SET TASK 1 ▸
Please list every specific year the death penalty essay gives, in the order they appear.
SET TASK 2 ▸
Copy the death penalty essay from "Luther Hill: Luther Hill" to "much has changed.", swapping "gasoline" for "kerosene".
++++ PASSAGE ++++
SPEAKING OF THE DEAD

"There's only one thing worse than speaking ill of the dead--and that is not speaking of the dead at all"

--Author Unknown

  One of the most popular reasons given for upholding the "Death Penalty" is its value as a deterrent to violent crime. Those well-worn statistics have proven that not to be the case. Most often, within a very short time after someone is sentenced to death, the public no longer remembers who the condemned person is , cannot readily name even the victim or circumstances of the crime. Following are two of the many people murdered by the state of Texas. How many will remember these men or their alleged victims? Have the murders of these men has any deterrent affect at all on violent crime? (see my article "The Death Penalty")

Luther Hill: Luther Hill was tried and convicted of pouring gasoline on his wife, setting her on fire and burning her to death in 1941. He was murdered by the state on July 5, 1942. Considering that Luther was an African American man living in the South in the 1940s, one can easily assume that the only reason he ever made it to the inside of a courtroom and then to a prison cage, was because his alleged victim was an African American woman. If he had killed a white woman, or even been accused of or merely suspected of it. Luther would have found himself swinging from the limb of a tall oak tree! That was and still is what is proudly called by some, "Justice--Texas Style." One needs only to recall the atrocity enacted in 1998 in Jasper, Texas, when James Byrd was tortured to death at the hands of a few young white Ku Klux groupies to realize that not much has changed.
++++ INFORMATION PROVIDED ++++
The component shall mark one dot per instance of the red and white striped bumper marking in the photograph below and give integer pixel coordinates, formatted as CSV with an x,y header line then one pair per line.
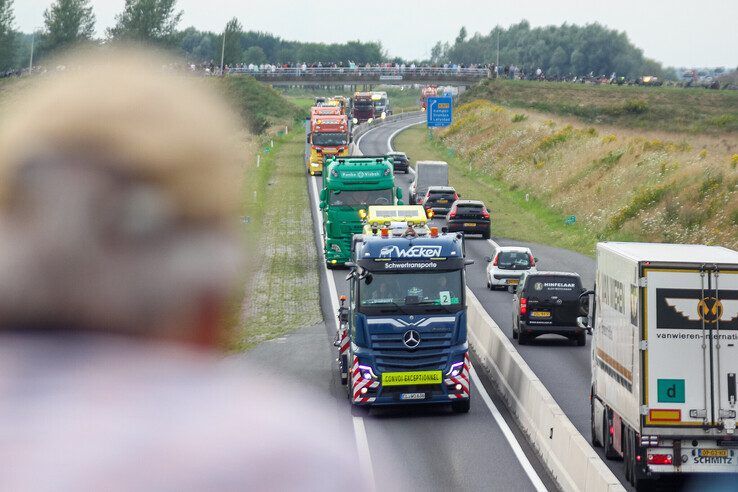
x,y
358,382
462,379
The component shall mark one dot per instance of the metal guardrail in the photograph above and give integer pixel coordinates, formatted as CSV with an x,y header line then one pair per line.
x,y
364,73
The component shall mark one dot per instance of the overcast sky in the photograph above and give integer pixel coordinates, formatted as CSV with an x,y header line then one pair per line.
x,y
674,32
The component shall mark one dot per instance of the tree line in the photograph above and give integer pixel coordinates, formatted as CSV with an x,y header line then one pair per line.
x,y
557,50
72,22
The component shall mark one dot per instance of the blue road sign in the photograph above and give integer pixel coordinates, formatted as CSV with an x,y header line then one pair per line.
x,y
439,111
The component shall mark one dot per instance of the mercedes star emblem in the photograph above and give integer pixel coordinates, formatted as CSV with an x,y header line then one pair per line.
x,y
411,339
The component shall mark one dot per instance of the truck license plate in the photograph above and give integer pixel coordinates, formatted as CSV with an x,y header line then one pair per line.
x,y
714,453
412,396
411,378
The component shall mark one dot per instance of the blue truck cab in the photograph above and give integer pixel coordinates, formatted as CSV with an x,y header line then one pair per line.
x,y
402,333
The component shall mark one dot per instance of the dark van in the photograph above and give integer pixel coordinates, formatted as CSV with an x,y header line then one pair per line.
x,y
548,303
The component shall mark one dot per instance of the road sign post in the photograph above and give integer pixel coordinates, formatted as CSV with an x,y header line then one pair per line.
x,y
439,111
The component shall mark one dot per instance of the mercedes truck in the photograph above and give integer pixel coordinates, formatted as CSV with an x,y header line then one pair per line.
x,y
402,334
664,319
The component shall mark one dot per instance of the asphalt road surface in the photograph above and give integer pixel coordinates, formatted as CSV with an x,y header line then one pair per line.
x,y
435,448
562,366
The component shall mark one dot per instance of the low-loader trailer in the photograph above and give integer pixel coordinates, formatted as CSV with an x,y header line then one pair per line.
x,y
664,359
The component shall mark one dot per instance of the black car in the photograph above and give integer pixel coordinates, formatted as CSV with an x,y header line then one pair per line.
x,y
548,302
469,217
400,161
439,199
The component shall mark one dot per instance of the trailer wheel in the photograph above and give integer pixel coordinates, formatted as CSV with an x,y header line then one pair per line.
x,y
582,339
462,406
343,367
523,338
593,428
610,452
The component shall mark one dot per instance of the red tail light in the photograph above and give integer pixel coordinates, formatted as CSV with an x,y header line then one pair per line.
x,y
660,459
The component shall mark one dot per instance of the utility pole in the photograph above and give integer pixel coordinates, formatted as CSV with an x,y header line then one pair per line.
x,y
33,42
222,53
497,63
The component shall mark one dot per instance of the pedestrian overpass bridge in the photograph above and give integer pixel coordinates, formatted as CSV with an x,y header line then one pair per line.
x,y
365,75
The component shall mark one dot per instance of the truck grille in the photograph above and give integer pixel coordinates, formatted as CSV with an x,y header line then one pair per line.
x,y
392,355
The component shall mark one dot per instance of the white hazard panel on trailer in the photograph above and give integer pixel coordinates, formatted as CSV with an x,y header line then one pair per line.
x,y
691,359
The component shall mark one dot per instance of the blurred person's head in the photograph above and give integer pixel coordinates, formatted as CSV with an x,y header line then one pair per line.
x,y
118,193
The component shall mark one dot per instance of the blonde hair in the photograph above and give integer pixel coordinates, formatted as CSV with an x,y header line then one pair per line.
x,y
118,194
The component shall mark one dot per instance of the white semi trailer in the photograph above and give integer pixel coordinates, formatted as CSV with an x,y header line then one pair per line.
x,y
665,358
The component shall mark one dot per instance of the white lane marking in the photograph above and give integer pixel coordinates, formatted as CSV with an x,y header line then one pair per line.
x,y
392,137
507,432
365,457
362,443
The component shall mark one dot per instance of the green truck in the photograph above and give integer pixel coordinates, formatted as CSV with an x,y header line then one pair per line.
x,y
351,184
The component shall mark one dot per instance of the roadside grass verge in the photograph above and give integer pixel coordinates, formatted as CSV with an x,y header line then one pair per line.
x,y
283,292
513,216
673,109
619,183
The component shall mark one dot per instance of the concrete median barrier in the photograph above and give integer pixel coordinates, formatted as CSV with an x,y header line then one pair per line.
x,y
568,456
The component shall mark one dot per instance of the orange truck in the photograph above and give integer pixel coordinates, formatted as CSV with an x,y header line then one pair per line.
x,y
329,135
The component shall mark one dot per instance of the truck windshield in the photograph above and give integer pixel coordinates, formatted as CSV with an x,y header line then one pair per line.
x,y
439,288
361,198
330,138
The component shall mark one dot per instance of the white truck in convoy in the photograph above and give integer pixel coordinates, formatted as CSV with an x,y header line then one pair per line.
x,y
664,319
427,173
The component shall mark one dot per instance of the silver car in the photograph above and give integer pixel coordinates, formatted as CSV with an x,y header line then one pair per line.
x,y
507,265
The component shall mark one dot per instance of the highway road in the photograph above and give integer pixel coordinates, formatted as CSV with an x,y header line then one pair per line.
x,y
435,448
563,367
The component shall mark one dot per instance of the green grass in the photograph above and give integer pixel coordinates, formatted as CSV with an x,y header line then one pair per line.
x,y
284,290
258,104
513,216
671,109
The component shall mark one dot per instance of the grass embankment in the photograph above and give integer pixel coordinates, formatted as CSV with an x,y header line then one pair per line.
x,y
513,216
669,109
260,106
281,286
619,183
284,291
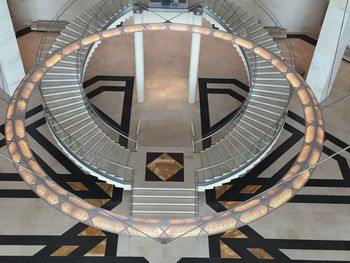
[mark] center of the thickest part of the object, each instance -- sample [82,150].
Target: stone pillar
[332,42]
[194,60]
[139,56]
[11,66]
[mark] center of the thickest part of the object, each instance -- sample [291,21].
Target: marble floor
[312,227]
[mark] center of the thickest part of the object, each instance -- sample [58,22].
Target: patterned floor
[313,227]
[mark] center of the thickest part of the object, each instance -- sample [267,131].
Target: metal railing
[248,153]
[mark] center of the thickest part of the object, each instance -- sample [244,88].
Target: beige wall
[295,15]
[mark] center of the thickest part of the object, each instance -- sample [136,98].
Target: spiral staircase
[95,158]
[248,136]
++++
EXPECTED ANSWER 1 ▸
1941, 1942, 1998

EXPECTED ANSWER 2 ▸
Luther Hill: Luther Hill was tried and convicted of pouring kerosene on his wife, setting her on fire and burning her to death in 1941. He was murdered by the state on July 5, 1942. Considering that Luther was an African American man living in the South in the 1940s, one can easily assume that the only reason he ever made it to the inside of a courtroom and then to a prison cage, was because his alleged victim was an African American woman. If he had killed a white woman, or even been accused of or merely suspected of it. Luther would have found himself swinging from the limb of a tall oak tree! That was and still is what is proudly called by some, "Justice--Texas Style." One needs only to recall the atrocity enacted in 1998 in Jasper, Texas, when James Byrd was tortured to death at the hands of a few young white Ku Klux groupies to realize that not much has changed.